TASK: Copy out each of the items below word for word, leaving none out.

DATA SUPPLIED:

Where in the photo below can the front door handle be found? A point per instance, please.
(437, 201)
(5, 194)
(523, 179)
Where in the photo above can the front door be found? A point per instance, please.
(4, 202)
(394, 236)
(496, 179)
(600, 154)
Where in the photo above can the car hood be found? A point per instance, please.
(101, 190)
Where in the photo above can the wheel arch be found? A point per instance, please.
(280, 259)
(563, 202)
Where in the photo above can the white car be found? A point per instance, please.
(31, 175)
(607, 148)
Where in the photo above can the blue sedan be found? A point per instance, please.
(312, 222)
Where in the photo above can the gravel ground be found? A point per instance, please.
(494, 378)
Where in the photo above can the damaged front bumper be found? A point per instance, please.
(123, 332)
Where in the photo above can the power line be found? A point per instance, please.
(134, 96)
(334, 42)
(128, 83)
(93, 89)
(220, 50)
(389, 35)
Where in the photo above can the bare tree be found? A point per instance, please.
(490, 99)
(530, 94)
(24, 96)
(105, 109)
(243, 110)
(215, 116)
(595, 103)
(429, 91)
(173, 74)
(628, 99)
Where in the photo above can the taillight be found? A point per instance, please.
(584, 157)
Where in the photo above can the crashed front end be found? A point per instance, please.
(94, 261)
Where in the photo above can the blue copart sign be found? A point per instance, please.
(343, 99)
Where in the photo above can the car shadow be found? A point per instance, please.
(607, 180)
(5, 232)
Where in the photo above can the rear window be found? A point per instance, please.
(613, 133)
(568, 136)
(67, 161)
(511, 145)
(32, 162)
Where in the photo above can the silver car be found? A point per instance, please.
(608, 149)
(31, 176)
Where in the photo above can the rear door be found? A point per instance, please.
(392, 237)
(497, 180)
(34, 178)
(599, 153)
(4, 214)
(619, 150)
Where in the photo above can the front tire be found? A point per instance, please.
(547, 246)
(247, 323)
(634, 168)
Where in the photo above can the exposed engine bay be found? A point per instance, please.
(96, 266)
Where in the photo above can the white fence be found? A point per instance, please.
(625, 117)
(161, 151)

RESULT OF THIS EXERCISE:
Where in the photo below can the front door handle be found? A point per instance, please.
(437, 201)
(5, 194)
(523, 179)
Where in the photo above can the front door be found? A point per instance, please.
(4, 202)
(394, 236)
(496, 179)
(600, 154)
Where in the photo above can the car hood be found? A point per instance, please.
(101, 190)
Where in the photo above can the wheel arch be found? A point per instance, please.
(280, 259)
(563, 202)
Where in the photo above can the white car be found? A point per instance, please.
(31, 175)
(607, 148)
Where in the photo above can the blue sedan be found? A point per instance, please.
(312, 222)
Where in the photo above can the gravel ground be found? A point per instance, please.
(494, 378)
Where in the photo above can the damaged front bumper be found? A point per instance, please.
(123, 332)
Where in the photo above can the power line be found? A point per instance, please.
(134, 96)
(334, 42)
(128, 83)
(93, 89)
(220, 50)
(389, 35)
Where in the photo above can the bare tree be found? A point per instance, please.
(490, 99)
(530, 94)
(24, 96)
(105, 109)
(243, 110)
(215, 116)
(595, 103)
(429, 91)
(173, 74)
(628, 99)
Where in the photo above can the taillight be found? A point per instance, please.
(584, 157)
Where in the photo above can the crashed front end be found? A point per instance, please.
(94, 261)
Where in the photo above can the blue copart sign be found? A point per instance, please.
(343, 99)
Where in the photo above can the car shadow be found? A point per instance, please.
(607, 180)
(5, 232)
Where in the photo above can the rear window be found? A point per instance, please.
(613, 133)
(568, 136)
(67, 161)
(511, 145)
(32, 162)
Where in the photo above can the silver car be found? A point per instance, please.
(608, 149)
(31, 176)
Where in the photo above can the rear door be found? A point per instance, please.
(392, 237)
(497, 180)
(34, 178)
(599, 153)
(4, 214)
(619, 150)
Where in the photo above can the front tire be found? A point per instance, please.
(547, 246)
(247, 323)
(634, 168)
Where in the photo above can the exposed engine bay be found? A point per instance, please.
(96, 266)
Where in the photo above can the white fence be found? A point per instance, please.
(625, 117)
(161, 151)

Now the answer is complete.